- [Text section]:
--

The Warehouse

Counting every single item from the containers at the warehouse. Michael Krudewig. Counting every single item from the containers at the warehouse. Michael Krudewig.

We get out of the taxi and find ourselves on a dusty slope, waiting to be let into the warehouse. Somewhere in the north of Callao, far from our holy and protected La Punta bubble, the clean and safe neighborhood in which we are staying. I try to orient myself. The Pacific cannot be far away, I can see a fish trawler‘s bridge towering over a wall in the distance. Vultures let themselves be carried upwards by the rising air. The reason why Pete and I are here: our containers have to go through customs clearance, and there is a preliminary inspection for this. So we want to go into this warehouse where our containers are, but we have to be patient, our agent talks to the customs agent and he talks to the security man at the entrance.

Documents change hands and we are told to wait. I have already experienced this in November last year and know what to expect. Every container is cleared, every device, every screw, every pen, everything is checked, counted and photographed. I already know all of this, and yet this place has never seemed so sick, so dirty and hopeless to me before. Maybe it‘s because I‘m uncomfortable myself. The diarrhea of the past few days is gone, but stomach cramps regularly affect me. My foot hurts, my throat is scratching and for a few days I have also had a slight fever. Maybe the Zika virus?

--

- [Brief 1]: According to the warehouse account, why have Pete and the narrator come to the warehouse? Answer in one to three sentences.
- [Brief 2]: Carry on the account of the warehouse visit in Callao, starting after its final sentence.
These records come from a source unrelated to the text.

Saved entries
--

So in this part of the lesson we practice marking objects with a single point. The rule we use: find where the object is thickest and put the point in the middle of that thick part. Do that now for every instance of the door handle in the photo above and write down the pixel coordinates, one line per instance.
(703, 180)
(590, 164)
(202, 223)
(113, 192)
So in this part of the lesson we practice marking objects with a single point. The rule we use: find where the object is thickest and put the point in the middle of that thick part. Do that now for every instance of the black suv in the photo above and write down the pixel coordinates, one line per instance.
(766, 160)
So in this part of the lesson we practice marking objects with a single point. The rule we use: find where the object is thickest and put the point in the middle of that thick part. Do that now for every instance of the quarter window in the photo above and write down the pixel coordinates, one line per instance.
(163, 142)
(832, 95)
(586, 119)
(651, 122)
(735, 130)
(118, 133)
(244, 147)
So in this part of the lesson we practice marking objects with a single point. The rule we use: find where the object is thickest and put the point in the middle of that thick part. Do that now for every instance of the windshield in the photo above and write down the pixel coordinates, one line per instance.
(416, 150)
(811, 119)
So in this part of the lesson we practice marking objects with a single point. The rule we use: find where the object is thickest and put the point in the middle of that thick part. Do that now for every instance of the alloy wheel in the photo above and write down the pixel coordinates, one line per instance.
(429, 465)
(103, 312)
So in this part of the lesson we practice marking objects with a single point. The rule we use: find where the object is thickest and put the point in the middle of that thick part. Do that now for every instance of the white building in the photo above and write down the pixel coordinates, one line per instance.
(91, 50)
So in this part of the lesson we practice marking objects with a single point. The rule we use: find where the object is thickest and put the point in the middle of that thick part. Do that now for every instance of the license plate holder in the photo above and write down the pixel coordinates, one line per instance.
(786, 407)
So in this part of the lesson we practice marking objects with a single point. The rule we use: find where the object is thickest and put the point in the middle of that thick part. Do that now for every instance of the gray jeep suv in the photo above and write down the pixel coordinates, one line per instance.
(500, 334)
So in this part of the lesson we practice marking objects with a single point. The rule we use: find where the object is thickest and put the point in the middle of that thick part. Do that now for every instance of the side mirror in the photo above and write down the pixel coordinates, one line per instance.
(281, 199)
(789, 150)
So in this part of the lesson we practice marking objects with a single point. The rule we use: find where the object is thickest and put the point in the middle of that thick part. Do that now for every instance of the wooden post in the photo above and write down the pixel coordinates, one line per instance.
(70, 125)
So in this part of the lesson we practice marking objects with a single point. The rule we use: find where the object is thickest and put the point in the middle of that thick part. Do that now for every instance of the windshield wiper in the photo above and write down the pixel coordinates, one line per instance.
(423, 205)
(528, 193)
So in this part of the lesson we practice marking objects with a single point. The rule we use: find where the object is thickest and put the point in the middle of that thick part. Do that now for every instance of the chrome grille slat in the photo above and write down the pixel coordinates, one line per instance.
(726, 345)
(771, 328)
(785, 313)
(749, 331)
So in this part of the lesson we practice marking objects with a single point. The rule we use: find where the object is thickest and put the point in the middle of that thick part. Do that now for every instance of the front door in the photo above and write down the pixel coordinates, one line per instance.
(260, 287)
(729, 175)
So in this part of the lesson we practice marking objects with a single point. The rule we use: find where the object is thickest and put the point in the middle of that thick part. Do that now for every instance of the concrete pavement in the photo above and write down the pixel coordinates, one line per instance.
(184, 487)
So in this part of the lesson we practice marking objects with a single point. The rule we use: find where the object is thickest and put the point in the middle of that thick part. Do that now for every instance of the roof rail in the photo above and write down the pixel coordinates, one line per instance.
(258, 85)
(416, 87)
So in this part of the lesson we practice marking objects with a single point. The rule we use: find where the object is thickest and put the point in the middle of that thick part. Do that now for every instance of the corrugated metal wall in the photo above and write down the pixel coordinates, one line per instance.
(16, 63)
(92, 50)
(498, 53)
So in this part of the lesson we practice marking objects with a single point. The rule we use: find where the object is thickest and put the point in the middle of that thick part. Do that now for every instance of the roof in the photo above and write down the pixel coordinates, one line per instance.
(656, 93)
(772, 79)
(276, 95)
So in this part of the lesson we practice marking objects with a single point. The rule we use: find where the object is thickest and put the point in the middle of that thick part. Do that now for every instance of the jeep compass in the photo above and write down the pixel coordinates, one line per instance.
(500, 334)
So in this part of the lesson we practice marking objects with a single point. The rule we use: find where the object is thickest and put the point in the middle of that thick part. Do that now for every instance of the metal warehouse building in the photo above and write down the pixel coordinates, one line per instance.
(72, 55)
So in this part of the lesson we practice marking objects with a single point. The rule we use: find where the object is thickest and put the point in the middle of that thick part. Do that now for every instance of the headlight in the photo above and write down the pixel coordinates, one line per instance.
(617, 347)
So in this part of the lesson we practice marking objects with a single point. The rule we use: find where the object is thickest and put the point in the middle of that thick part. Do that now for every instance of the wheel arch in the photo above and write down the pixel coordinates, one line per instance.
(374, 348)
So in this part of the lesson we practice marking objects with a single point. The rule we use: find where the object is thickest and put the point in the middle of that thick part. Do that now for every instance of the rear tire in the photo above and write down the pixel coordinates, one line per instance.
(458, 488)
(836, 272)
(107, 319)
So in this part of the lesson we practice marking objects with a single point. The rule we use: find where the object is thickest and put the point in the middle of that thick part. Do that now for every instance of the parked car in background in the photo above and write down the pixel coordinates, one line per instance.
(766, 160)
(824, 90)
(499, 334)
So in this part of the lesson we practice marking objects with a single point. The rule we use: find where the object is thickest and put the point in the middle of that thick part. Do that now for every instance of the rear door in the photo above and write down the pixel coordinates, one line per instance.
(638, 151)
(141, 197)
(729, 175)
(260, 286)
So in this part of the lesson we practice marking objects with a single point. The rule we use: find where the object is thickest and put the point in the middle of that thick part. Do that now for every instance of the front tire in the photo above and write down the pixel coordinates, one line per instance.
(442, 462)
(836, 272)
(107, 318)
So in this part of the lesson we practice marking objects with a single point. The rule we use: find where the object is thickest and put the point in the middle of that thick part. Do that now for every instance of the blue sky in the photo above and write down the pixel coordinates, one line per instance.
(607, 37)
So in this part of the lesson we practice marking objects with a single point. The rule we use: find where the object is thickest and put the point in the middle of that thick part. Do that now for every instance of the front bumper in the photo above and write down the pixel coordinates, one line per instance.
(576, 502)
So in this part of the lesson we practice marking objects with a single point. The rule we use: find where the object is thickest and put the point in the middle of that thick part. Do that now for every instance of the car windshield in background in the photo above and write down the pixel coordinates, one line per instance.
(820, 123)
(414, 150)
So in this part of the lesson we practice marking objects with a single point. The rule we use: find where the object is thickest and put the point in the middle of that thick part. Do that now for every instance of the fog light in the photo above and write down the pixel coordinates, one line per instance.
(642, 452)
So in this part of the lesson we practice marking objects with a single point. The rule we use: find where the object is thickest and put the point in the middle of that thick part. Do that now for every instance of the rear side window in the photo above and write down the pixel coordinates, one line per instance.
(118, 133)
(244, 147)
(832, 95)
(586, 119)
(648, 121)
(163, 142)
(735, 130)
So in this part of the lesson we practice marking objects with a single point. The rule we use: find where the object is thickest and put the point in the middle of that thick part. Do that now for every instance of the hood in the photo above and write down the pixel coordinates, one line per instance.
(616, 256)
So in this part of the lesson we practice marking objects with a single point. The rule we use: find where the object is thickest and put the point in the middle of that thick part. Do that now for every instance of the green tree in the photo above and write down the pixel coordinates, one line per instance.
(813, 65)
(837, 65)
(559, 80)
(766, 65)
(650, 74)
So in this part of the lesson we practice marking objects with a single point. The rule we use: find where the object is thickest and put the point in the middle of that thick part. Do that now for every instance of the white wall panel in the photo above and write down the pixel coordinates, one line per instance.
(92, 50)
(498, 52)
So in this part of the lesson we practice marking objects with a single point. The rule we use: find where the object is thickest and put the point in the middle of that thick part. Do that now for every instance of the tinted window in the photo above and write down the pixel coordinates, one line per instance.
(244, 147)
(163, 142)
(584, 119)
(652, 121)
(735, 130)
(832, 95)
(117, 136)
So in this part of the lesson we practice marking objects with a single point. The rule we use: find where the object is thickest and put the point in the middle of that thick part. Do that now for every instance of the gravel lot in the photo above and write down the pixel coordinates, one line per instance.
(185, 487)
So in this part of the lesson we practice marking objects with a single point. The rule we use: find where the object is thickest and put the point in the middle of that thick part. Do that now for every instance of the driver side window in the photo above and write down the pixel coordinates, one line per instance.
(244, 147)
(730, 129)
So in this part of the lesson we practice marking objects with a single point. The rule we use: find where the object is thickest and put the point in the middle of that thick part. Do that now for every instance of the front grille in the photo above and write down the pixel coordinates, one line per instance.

--

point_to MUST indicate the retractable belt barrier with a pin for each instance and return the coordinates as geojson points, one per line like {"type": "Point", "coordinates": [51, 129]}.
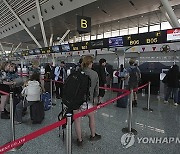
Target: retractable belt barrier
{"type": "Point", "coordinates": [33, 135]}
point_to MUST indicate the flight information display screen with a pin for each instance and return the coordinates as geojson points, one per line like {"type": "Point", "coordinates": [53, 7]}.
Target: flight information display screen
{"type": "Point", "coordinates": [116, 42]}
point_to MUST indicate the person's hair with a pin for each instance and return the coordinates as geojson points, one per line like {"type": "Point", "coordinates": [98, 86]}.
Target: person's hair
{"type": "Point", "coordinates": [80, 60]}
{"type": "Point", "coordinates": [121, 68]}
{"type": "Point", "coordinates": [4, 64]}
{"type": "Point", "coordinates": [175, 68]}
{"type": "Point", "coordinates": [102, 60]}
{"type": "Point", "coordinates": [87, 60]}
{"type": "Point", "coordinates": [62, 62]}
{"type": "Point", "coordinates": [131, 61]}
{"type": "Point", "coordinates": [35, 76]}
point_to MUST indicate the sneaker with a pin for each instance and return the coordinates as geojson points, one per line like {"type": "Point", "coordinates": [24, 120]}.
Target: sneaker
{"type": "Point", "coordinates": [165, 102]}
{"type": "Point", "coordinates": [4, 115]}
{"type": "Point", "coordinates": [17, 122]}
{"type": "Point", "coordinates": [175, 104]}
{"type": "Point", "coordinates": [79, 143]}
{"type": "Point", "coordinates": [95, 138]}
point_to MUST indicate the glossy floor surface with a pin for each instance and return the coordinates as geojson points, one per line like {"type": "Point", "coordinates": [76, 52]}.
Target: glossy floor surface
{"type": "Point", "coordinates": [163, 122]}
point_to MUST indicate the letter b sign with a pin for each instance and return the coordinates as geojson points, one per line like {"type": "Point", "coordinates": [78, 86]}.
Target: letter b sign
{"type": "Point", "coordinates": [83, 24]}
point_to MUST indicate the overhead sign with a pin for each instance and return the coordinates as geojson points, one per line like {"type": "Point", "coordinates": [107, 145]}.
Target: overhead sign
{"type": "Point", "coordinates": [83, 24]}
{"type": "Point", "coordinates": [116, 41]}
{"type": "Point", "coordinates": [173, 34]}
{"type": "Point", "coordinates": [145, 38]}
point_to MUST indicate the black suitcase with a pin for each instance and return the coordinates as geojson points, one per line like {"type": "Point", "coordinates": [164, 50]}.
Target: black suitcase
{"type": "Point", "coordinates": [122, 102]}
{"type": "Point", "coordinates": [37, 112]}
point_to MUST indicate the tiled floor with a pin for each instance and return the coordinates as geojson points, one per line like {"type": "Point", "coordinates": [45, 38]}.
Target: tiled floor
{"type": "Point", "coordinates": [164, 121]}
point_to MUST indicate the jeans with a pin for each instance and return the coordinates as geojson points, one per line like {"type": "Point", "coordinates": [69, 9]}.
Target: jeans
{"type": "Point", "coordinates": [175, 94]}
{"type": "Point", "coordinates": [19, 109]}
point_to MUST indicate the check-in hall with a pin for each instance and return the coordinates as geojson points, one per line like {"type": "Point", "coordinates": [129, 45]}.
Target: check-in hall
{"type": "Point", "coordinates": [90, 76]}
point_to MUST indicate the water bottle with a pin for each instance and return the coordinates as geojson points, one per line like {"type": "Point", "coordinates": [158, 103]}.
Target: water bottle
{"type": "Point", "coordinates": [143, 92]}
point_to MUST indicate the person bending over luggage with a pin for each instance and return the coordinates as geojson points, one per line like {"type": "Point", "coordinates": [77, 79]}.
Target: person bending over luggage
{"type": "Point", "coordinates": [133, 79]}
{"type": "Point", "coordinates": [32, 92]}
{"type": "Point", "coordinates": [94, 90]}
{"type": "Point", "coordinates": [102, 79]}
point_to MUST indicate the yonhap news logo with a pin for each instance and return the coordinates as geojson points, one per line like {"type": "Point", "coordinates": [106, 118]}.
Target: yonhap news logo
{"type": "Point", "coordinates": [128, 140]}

--

- [Answer 1]: Their containers have to go through customs clearance, and that requires a preliminary inspection. They have come to the warehouse where the containers are being held for this inspection.

- [Answer 2]:
With this physical condition, we are waiting for it to start. In this place that is always under a dense cloud of dust. Trucks come in and out every minute, deliver new containers or remove them. None of the trucks is under ten years old. Most of them clearly older. Their worn-out tires keep whirling up this very fine dust that stays in the shimmering heat for minutes. Lazy dogs drag themselves apathetically into the shadows to rest their battered bodies. A truck driver who is also waiting for his entrance scratches his psoriasis from his skin next to us. We consider changing seats.

In the distance you can see clouds of smoke from smoldering garbage fires. The smell becomes infernal. It smells like burning fish, excrement, car tires, exhaust gases, oily puddles and a rotting ocean right behind the site. The stench is so acrid that I wonder how my body will react to it. I‘m waiting for a headache, gagging and nausea. Nothing, everything ok, but I‘ve already taken two ibuprofen. The smell mixes with the whirled-up dust and the exhaust gases of the booming diesel engines. It lays heavy over the scene. Men with whistles try to regulate the traffic, but their high-pitched tone fades away in a mixture of alarm sirens, horns, passing mopeds and cars, from which we are constantly offered a ride. With narrowed eyes we perceive this world. This place is so far from me, so far from my world, that I am fascinated by its repulsive difference. I feel like an honest tourist in its purest form.

I think of the guys in the Navybase who are building mesocosms at the same time. This Navybase, right next to the container port in Callao, is a perfect landscape compared to this scene here. Everything is draped, decorated and organized there. There is even an old bomb that is for decorative purposes only. It is cleaned with a rag and water every few days. So that you can enjoy the clean bomb. It is the best place to build mesocosms here in Lima. There are short distances and very helpful people on site. Best lunch, clean toilets and security; true in all senses. Do I want to trade with the others? No, not yet.

Building up the mesocosms at the Navy Base in La Punta. Michael Krudewig.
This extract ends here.